#### HOW TO COMPLETE THIS TASK
In the entries below, find the line with "497L284 561L296 570L348" and the line with "positive clicks: (303, 473)". Return those two lines and all lines between them, exactly.

[Segmentation mask data]
□ □ □

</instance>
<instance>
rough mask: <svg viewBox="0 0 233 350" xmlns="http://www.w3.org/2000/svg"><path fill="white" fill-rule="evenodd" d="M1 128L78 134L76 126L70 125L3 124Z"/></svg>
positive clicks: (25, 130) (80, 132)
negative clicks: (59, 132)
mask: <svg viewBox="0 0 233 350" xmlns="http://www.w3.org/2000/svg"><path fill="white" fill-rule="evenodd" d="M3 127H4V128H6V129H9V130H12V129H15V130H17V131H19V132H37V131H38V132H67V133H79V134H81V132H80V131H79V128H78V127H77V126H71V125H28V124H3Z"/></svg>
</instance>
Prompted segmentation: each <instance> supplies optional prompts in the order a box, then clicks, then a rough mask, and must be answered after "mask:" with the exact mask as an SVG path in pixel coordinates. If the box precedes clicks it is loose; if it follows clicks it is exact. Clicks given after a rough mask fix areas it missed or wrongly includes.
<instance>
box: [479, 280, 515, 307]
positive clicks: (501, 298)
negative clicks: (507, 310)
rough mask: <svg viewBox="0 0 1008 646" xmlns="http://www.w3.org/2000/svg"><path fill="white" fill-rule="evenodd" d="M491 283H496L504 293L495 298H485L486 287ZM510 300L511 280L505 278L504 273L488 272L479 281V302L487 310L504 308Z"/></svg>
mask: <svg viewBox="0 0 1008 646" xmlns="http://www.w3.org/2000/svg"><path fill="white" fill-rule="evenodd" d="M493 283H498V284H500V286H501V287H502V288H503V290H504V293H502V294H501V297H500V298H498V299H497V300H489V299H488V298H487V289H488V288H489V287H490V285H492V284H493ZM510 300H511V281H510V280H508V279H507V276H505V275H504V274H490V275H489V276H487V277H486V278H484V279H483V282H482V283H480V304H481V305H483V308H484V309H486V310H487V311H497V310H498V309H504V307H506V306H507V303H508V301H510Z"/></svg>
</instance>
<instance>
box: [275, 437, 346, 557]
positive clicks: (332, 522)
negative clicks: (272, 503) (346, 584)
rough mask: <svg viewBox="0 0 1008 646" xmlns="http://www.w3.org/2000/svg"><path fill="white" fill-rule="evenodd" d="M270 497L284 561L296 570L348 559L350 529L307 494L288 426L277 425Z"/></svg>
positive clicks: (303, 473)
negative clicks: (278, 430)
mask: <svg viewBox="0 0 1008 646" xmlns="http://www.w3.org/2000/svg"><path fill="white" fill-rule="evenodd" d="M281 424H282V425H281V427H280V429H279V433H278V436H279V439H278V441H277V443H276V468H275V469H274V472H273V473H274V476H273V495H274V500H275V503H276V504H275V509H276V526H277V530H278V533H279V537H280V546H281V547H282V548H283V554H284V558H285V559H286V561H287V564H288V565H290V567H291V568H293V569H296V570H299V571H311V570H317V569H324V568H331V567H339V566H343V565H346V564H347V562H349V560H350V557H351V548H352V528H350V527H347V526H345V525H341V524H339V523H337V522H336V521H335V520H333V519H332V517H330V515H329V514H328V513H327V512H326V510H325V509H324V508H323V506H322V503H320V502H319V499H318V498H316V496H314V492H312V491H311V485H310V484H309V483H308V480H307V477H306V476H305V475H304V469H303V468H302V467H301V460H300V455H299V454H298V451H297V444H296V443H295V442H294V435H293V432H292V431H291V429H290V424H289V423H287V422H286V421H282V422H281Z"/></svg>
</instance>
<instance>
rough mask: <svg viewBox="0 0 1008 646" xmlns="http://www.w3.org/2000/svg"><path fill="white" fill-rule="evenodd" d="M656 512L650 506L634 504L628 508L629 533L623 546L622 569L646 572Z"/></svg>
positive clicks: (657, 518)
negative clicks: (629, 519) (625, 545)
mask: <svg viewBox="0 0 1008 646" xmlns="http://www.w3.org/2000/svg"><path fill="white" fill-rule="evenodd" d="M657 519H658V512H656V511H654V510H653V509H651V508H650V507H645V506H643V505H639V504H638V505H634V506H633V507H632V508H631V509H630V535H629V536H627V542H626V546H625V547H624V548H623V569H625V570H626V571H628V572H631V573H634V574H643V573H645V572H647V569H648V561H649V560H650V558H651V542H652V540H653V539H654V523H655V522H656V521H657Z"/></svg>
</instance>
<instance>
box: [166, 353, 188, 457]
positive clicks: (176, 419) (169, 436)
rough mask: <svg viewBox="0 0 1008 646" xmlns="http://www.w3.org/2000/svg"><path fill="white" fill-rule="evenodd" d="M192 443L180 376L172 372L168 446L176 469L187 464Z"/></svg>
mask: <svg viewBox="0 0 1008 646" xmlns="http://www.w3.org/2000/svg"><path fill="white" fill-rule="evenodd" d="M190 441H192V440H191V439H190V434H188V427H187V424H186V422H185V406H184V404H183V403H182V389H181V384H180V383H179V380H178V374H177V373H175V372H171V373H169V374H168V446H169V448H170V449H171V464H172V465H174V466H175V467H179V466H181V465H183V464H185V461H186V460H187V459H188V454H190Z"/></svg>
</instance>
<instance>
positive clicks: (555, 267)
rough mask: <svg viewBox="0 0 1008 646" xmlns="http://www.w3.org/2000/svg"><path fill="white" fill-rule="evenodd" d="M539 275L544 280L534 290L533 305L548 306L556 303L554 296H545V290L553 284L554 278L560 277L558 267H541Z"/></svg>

□ □ □

#### WRITTEN RESPONSE
rough mask: <svg viewBox="0 0 1008 646" xmlns="http://www.w3.org/2000/svg"><path fill="white" fill-rule="evenodd" d="M270 497L284 561L296 570L348 559L350 529L307 494L288 426L277 425Z"/></svg>
positive clicks: (303, 473)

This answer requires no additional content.